En esta época marcada por la covid-19, nuestro gran reto es encontrar la forma de protegernos del virus, a nosotros y a nuestras familias, y conservar nuestros empleos. Para los responsables políticos, esto se traduce en superar la pandemia sin, a la vez, causar daños irreversibles a la economía.
Con tres millones de infecciones y alrededor de 217.000 víctimas mortales del virus hasta la fecha a nivel mundial, y con una previsión para mediados de año de una pérdida equivalente a 305 millones de puestos de trabajo en el mundo, lo que hay en juego no tiene precedentes. En búsqueda de las mejores soluciones, los gobiernos continúan escuchando a la ciencia, sin contemplar las evidentes ventajas de una mayor cooperación internacional para dar una respuesta necesariamente global a un reto global.
Con la batalla contra la covid-19 sin ganar aún, se ha instalado la idea de que lo que nos espera tras la victoria es una “nueva normalidad” en la forma de organizar la sociedad y en la forma de trabajar.

=-=-=-=-=

## [Lista de tareas]
**A)** Cita el texto sobre la covid-19 comenzando en "Con la batalla" y terminando en "forma de trabajar.".
**B)** Enumera todas las cantidades que el texto sobre la covid-19 aporta para medir el alcance de la pandemia.
Responde basándote solo en el texto sobre la covid-19.

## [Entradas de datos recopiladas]
=-=-=-=-=

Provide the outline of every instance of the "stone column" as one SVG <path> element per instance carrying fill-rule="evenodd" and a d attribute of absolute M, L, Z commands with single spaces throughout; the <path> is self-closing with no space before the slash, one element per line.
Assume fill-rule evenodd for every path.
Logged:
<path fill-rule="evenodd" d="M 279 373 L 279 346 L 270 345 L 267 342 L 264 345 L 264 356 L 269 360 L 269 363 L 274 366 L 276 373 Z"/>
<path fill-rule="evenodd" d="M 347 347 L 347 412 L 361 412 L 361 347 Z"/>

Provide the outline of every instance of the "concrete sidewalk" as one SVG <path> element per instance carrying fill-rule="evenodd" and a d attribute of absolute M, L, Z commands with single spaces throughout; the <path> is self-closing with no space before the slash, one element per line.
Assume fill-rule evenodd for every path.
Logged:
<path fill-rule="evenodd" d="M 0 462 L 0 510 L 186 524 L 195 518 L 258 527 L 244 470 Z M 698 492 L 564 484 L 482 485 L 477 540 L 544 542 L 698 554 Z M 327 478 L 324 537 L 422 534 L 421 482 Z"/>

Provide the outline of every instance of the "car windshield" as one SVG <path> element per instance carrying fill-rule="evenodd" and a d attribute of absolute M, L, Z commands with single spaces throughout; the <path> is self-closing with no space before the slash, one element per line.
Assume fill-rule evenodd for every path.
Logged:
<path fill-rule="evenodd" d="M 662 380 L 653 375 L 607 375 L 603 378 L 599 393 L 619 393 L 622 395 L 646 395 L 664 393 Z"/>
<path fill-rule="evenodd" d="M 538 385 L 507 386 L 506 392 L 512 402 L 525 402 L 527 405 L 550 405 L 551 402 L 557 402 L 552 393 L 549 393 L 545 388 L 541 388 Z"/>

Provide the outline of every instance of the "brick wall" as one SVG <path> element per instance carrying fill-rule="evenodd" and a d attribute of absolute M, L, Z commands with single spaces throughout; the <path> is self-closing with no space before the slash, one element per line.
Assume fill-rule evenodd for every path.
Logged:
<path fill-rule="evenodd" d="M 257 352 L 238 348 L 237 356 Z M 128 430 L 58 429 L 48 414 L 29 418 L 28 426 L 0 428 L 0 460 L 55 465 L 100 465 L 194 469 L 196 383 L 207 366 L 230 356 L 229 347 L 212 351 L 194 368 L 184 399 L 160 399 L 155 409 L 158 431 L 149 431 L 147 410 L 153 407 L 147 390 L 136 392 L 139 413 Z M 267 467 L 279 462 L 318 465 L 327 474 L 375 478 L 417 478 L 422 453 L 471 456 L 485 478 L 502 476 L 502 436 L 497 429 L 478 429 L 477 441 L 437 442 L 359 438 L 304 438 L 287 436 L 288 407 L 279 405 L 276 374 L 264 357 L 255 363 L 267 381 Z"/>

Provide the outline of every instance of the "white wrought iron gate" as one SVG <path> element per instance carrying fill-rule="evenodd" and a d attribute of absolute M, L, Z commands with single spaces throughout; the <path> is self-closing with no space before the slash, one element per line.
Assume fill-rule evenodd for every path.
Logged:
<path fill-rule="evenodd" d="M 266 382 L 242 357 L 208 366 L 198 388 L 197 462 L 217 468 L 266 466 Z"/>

=-=-=-=-=

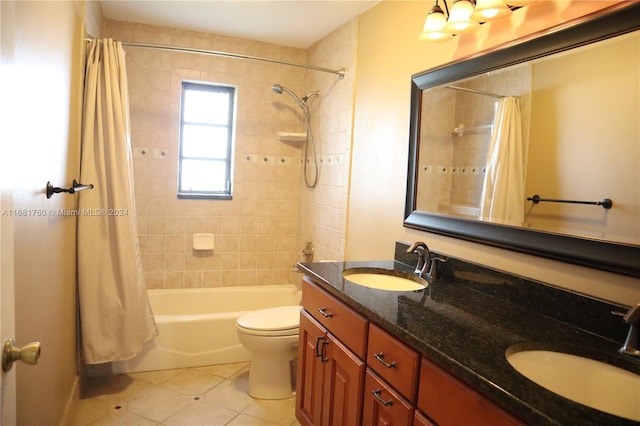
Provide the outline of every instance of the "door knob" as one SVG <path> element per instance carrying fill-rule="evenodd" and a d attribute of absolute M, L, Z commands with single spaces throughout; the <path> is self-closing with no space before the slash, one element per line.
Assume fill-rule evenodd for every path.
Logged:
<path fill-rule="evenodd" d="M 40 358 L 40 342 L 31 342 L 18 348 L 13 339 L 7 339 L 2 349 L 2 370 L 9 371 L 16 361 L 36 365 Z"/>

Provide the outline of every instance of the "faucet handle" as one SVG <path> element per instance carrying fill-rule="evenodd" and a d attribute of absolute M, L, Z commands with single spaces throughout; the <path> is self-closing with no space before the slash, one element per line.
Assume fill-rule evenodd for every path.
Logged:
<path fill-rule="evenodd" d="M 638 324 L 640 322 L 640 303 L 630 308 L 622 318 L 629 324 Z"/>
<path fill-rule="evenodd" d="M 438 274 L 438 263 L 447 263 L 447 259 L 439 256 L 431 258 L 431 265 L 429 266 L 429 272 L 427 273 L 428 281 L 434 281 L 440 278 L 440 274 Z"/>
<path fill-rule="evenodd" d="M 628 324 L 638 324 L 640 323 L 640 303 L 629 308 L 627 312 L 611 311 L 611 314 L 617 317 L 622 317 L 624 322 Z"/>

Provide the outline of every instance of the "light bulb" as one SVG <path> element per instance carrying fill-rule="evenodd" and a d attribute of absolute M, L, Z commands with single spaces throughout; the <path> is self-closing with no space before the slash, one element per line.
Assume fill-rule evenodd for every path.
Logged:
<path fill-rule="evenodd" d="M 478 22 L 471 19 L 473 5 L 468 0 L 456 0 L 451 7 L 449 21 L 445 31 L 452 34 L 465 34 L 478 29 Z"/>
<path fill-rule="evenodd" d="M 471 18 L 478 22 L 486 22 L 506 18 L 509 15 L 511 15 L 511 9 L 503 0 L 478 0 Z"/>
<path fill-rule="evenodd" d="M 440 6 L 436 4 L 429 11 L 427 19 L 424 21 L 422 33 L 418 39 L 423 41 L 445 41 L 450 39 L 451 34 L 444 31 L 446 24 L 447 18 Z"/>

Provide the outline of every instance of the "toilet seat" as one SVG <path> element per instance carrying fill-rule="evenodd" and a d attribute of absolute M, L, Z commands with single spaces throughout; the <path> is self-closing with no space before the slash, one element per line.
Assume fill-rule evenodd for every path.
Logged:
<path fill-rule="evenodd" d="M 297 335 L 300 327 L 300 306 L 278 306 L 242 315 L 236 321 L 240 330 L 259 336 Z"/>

=-=-=-=-=

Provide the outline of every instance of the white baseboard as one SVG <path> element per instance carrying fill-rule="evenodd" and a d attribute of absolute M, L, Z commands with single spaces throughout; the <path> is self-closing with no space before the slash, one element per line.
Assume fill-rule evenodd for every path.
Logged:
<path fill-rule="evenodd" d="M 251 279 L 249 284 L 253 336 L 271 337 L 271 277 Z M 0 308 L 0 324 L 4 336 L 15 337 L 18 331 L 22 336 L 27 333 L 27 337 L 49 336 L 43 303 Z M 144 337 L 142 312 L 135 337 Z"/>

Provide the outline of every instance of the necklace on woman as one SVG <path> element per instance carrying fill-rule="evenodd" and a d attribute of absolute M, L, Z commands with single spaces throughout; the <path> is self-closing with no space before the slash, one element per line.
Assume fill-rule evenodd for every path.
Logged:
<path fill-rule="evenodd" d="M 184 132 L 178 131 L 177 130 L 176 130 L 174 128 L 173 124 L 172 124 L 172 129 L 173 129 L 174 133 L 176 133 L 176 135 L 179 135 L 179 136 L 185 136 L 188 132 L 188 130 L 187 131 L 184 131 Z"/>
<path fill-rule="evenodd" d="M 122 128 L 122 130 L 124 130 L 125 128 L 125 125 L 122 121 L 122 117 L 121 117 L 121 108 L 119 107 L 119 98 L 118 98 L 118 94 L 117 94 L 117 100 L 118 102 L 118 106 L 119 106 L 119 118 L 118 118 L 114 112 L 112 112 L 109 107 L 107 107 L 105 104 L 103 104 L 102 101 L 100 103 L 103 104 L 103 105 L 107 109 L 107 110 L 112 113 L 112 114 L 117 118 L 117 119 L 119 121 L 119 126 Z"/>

=-=-=-=-=

## [Resultados por tarea]
**A)**
Con la batalla contra la covid-19 sin ganar aún, se ha instalado la idea de que lo que nos espera tras la victoria es una “nueva normalidad” en la forma de organizar la sociedad y en la forma de trabajar.

**B)**
- Tres millones de infecciones
- Alrededor de 217.000 víctimas mortales
- 305 millones de puestos de trabajo